▶ [Page]:
· · · · · · ·
Why PostgreSQL Doesn't Fire Row Triggers on TRUNCATE
Understanding the PostgreSQL internals helps explain why this limitation exists:
| Operation | Mechanism | Row triggers fired? |
|---|---|---|
DELETE FROM t | Scans and removes rows one by one | Yes — AFTER DELETE per row |
TRUNCATE t | Removes all heap files and reinitializes the table storage | No — no per-row processing |
DELETE FROM t WHERE true | Same as DELETE FROM t (full scan) | Yes — AFTER DELETE per row |
TRUNCATE is fundamentally different from DELETE. It's an O(1) operation that replaces the table's storage files, while DELETE is O(N) — scanning every row and recording each removal in WAL.
PostgreSQL does support statement-level AFTER TRUNCATE triggers:
CREATE TRIGGER after_truncate_trigger
AFTER TRUNCATE ON orders
FOR EACH STATEMENT
EXECUTE FUNCTION some_function();
However, statement-level TRUNCATE triggers:
- Do not receive OLD row data (there's no
OLDrecord) - Cannot enumerate which rows were removed
- Only know that a TRUNCATE happened on a specific table
This means a TRUNCATE trigger could detect the event but cannot generate the per-row DELETE events that the DVM pipeline needs.
Alternative: DELETE FROM Instead of TRUNCATE
If you need the stream table to stay consistent without manual intervention, use DELETE FROM instead of TRUNCATE:
-- Instead of: TRUNCATE orders;
DELETE FROM orders;
This is slower (O(N) vs O(1)) but fires the row-level DELETE trigger for every row. The change buffer captures all removals, and the next differential refresh correctly decrements all reference counts, removing groups whose count reaches zero.
| Approach | Speed | Stream table consistent? |
|---|---|---|
TRUNCATE orders | O(1) — instant | No — requires manual refresh |
DELETE FROM orders | O(N) — scans all rows | Yes — triggers fire for each row |
TRUNCATE + manual refresh | O(1) + O(query) | Yes — after manual refresh |
For tables with millions of rows, DELETE FROM can be slow and generate significant WAL. In those cases, TRUNCATE followed by a manual refresh is often the pragmatic choice.
Best Practices
1. Always Refresh After TRUNCATE
Make it a habit: if you TRUNCATE a base table, immediately refresh all dependent stream tables:
TRUNCATE orders;
SELECT pgstream.refresh_stream_table('customer_totals');
2. Use DELETE FROM for Small Tables
For tables with fewer than ~100K rows, DELETE FROM is fast enough and keeps everything consistent automatically.
· · · · · · ·
▶ [Data supplied]:
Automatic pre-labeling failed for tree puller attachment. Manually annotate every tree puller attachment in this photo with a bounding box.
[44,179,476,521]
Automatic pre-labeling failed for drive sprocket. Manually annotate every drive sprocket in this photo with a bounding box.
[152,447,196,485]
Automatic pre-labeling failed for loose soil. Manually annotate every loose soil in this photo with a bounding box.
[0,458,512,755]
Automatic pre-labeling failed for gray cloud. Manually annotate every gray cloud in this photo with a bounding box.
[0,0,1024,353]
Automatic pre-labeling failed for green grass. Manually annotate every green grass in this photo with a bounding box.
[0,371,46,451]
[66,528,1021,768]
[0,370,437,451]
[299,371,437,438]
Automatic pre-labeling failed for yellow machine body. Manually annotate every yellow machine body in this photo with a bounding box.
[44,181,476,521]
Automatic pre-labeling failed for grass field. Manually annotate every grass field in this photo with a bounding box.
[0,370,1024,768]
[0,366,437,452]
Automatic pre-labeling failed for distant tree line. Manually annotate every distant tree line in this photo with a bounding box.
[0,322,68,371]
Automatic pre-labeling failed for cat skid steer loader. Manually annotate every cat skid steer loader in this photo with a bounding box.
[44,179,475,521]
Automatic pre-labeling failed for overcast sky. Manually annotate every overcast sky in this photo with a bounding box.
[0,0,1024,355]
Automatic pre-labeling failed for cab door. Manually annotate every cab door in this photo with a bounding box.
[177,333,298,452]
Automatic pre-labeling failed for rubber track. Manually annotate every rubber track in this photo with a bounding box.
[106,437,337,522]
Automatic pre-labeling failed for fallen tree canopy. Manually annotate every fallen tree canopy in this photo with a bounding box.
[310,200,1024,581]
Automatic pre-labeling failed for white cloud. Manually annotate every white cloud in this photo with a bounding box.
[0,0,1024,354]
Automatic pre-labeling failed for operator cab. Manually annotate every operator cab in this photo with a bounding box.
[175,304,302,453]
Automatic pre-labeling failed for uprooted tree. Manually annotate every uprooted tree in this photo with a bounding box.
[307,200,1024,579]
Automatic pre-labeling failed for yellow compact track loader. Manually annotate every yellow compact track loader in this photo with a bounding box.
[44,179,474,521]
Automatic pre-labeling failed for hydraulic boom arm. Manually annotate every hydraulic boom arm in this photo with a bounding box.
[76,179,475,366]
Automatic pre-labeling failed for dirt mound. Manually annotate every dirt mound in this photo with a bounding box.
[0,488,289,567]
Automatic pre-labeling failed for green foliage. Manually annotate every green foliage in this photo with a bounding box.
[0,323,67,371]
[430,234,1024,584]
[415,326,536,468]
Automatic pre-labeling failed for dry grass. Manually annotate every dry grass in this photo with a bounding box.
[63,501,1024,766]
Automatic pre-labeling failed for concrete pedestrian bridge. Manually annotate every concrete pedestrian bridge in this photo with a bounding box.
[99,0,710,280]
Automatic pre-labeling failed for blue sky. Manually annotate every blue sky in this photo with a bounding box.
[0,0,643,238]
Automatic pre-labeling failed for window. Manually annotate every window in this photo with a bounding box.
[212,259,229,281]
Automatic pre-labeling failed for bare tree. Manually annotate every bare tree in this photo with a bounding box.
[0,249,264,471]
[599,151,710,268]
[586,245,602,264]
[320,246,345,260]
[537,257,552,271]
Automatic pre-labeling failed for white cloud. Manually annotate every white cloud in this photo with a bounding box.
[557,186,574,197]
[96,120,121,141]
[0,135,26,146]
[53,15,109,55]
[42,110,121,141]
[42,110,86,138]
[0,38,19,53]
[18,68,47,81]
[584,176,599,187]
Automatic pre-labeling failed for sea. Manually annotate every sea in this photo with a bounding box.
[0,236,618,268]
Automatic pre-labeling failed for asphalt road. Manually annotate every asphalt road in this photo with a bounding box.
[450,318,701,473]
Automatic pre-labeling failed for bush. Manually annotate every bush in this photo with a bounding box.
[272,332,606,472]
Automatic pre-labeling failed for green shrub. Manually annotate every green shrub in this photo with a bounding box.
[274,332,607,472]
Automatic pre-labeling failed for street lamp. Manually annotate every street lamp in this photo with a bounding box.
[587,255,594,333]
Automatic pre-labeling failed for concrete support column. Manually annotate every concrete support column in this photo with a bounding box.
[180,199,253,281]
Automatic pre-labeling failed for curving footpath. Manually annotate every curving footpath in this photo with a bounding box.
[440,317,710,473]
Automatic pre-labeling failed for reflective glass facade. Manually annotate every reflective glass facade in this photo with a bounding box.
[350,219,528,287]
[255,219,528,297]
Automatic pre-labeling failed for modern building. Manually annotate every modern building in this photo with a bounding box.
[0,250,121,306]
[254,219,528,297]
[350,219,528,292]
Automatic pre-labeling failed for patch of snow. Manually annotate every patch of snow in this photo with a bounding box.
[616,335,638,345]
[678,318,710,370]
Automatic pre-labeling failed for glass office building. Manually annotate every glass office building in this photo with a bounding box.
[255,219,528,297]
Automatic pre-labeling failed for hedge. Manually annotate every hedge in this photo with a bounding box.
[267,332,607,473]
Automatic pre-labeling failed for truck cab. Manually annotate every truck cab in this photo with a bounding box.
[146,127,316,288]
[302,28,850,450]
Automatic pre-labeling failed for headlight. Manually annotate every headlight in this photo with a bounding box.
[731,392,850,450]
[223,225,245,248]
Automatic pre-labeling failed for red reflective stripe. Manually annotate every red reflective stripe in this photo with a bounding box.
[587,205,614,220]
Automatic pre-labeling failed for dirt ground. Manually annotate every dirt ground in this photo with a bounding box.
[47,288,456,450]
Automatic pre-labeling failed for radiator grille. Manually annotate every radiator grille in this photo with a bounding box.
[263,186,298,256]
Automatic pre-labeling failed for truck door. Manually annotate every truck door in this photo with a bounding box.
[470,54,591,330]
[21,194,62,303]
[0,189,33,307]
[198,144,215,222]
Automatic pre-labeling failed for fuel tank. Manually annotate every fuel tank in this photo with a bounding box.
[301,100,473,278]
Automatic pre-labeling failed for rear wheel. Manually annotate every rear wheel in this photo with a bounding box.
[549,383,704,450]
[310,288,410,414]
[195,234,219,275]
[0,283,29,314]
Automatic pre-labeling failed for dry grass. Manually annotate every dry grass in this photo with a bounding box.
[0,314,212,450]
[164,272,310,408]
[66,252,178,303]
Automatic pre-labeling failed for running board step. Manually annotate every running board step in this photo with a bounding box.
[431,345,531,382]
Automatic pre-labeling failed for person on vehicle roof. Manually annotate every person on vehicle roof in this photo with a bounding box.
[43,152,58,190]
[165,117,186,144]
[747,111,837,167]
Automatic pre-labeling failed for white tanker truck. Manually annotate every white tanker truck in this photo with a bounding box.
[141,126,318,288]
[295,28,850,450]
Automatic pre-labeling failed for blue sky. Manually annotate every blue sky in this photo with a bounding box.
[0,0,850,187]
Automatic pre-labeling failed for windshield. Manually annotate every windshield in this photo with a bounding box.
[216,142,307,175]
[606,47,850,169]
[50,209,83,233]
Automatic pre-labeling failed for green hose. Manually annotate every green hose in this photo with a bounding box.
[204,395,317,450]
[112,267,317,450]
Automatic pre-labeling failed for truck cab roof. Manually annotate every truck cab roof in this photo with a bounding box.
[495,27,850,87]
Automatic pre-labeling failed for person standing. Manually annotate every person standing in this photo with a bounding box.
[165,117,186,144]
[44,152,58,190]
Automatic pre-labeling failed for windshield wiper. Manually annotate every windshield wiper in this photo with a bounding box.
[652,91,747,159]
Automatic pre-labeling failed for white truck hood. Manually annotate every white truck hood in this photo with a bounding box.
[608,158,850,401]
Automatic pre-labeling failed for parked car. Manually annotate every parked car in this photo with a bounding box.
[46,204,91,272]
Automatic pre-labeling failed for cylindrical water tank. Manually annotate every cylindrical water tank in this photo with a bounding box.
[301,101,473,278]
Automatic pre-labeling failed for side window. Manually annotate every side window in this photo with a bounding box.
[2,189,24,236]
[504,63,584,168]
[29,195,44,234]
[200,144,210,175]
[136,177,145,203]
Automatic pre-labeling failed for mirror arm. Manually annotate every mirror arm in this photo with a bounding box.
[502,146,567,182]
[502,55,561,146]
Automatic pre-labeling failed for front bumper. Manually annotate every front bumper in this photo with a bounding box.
· · · · · · ·
▶ [Jobs]:
A. In the PostgreSQL TRUNCATE page, restate the paragraph that begins "This is slower (O(N) vs O(1))" as a short bulleted list that keeps its main facts.
B. Answer these questions from the PostgreSQL TRUNCATE page:
(i) According to the first table, what does TRUNCATE t do as its mechanism?
(ii) What function call follows TRUNCATE orders in the best-practice example?
(iii) Below roughly how many rows does the PostgreSQL TRUNCATE page say DELETE FROM is fast enough?
C. Retype the part of the PostgreSQL TRUNCATE page starting at "Why PostgreSQL Doesn't" and ending at "removal in WAL.".

▶ [Solutions by task]:
A.
- DELETE FROM is slower than TRUNCATE: O(N) versus O(1).
- It fires the row-level DELETE trigger for every row.
- The change buffer captures all removals.
- The next differential refresh correctly decrements all reference counts.
- Groups whose count reaches zero are removed.

B.
(i) It removes all heap files and reinitializes the table storage.
(ii) SELECT pgstream.refresh_stream_table('customer_totals');
(iii) About 100K rows.

C.
Why PostgreSQL Doesn't Fire Row Triggers on TRUNCATE
Understanding the PostgreSQL internals helps explain why this limitation exists:
| Operation | Mechanism | Row triggers fired? |
|---|---|---|
DELETE FROM t | Scans and removes rows one by one | Yes — AFTER DELETE per row |
TRUNCATE t | Removes all heap files and reinitializes the table storage | No — no per-row processing |
DELETE FROM t WHERE true | Same as DELETE FROM t (full scan) | Yes — AFTER DELETE per row |
TRUNCATE is fundamentally different from DELETE. It's an O(1) operation that replaces the table's storage files, while DELETE is O(N) — scanning every row and recording each removal in WAL.